Work required:
The answer must be a single number: the count of lines in the records below that contain the word "reflective".

Data records
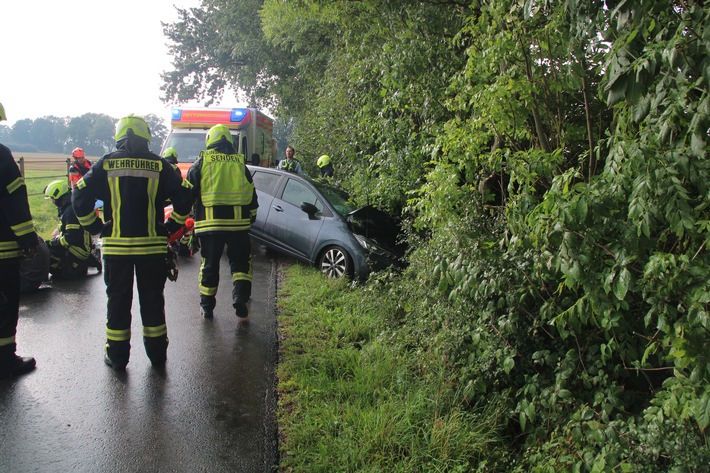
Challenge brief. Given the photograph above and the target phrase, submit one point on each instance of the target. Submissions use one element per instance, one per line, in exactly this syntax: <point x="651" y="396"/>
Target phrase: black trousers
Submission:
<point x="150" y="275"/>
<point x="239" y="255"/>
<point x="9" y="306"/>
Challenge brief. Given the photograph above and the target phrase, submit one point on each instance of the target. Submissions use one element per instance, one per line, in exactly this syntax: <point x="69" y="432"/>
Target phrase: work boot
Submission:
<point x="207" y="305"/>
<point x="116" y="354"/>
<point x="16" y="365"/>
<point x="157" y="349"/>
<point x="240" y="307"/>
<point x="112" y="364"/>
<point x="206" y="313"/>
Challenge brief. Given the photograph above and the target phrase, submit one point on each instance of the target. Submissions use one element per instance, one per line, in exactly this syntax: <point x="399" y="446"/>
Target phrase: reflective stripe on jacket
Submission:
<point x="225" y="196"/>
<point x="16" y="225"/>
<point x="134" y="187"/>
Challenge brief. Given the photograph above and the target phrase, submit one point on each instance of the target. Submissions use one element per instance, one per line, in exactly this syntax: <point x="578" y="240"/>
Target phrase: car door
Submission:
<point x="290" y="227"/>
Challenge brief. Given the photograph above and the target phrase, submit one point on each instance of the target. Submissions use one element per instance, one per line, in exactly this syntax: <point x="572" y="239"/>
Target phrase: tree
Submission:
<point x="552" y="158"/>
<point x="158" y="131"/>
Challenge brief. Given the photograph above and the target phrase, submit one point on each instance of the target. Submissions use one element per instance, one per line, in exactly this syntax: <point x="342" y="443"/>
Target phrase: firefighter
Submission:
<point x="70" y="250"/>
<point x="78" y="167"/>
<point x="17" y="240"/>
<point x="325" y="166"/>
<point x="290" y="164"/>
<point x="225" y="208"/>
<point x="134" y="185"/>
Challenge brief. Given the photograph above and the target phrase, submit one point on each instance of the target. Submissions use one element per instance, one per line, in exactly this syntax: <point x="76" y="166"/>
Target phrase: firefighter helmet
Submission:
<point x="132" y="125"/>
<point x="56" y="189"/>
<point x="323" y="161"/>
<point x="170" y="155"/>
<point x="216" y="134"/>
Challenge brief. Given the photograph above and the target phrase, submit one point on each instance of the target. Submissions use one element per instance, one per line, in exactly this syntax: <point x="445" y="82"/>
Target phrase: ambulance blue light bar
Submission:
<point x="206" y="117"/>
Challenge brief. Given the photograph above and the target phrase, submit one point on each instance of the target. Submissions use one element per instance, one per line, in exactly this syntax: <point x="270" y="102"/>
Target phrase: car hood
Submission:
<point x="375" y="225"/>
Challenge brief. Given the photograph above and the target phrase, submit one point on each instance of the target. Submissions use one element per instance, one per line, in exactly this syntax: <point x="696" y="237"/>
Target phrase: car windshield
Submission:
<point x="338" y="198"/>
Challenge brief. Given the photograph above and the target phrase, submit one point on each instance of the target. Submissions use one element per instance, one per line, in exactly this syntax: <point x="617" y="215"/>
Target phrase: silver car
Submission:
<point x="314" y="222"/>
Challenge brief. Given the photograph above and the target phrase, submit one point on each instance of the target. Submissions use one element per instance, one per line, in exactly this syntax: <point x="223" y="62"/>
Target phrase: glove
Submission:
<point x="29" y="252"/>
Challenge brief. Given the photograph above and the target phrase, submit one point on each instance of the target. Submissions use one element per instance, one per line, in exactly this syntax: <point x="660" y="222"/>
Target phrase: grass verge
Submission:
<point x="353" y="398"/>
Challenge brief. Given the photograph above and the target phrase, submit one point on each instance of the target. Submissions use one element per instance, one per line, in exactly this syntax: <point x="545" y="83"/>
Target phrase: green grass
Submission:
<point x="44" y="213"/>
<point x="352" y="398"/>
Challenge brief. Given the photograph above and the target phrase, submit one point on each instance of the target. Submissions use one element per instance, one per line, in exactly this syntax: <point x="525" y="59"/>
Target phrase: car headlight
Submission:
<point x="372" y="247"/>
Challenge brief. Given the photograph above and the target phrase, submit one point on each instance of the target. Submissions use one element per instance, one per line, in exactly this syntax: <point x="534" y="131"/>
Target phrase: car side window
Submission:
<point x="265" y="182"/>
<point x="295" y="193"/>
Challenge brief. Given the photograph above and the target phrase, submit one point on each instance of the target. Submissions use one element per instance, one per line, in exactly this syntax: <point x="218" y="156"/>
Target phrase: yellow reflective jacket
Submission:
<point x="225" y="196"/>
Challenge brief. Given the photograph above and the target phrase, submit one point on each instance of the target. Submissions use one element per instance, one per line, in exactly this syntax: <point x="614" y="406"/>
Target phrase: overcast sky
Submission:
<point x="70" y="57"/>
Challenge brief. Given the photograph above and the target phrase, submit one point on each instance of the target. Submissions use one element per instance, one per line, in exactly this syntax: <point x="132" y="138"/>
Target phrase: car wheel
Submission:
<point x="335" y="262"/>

Response:
2